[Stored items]
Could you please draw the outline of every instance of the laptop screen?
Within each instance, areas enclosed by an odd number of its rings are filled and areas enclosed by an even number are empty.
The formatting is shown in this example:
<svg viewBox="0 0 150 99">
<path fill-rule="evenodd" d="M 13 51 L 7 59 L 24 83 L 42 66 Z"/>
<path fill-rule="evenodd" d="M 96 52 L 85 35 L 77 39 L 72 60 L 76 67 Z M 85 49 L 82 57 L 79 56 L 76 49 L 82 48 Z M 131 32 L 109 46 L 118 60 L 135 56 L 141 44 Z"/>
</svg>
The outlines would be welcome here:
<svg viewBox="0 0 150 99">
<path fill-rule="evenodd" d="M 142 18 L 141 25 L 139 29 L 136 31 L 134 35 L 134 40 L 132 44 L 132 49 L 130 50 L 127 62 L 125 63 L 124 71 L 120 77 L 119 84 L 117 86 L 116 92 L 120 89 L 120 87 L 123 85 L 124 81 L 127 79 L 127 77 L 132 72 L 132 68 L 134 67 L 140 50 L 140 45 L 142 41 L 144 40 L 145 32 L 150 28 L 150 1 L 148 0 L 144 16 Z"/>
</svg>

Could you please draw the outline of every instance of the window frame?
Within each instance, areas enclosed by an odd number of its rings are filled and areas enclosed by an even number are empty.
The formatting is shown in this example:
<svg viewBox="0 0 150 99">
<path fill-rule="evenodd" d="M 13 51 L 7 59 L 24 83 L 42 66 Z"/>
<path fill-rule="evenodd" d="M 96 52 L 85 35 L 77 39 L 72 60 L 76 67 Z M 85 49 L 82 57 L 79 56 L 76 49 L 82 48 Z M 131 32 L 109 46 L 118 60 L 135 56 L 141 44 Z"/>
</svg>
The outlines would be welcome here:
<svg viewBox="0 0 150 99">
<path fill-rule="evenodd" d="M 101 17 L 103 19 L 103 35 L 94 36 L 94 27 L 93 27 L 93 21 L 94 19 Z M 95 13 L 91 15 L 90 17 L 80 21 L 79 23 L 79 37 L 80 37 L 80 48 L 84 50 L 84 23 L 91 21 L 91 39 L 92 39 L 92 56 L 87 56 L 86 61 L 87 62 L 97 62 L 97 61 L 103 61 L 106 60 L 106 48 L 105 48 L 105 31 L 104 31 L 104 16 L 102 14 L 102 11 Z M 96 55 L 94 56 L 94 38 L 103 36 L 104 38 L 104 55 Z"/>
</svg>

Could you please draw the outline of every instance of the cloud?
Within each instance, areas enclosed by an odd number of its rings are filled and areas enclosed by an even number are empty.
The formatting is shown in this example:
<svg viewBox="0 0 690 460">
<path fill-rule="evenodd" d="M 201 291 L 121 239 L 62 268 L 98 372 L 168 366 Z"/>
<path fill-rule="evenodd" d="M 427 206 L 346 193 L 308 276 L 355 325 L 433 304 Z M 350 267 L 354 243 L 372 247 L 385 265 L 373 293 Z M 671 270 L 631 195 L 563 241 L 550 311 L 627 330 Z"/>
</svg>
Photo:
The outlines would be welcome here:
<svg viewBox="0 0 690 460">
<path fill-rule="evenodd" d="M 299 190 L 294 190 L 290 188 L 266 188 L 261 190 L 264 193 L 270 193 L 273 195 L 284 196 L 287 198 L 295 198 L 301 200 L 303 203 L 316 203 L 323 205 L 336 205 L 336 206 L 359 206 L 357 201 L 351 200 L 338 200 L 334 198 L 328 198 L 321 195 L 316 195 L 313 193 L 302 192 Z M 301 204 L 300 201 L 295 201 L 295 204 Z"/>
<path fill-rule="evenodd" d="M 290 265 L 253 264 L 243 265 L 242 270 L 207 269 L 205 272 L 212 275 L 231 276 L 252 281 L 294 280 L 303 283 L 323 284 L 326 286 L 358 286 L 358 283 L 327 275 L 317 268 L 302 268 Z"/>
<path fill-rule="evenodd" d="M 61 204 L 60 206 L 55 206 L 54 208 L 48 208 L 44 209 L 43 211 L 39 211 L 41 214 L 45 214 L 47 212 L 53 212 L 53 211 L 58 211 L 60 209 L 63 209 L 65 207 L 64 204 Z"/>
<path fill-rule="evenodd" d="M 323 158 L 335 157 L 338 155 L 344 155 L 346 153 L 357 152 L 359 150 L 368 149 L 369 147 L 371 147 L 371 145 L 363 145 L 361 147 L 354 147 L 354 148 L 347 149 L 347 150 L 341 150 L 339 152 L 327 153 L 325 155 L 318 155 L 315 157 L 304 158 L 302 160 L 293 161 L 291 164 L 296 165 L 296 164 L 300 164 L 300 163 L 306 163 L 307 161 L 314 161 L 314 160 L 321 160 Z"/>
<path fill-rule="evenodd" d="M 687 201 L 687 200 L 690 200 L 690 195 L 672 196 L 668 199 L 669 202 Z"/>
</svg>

**Activity**.
If a line in the data holds the word "draw", count it, then state the total alone.

**Worked solution**.
3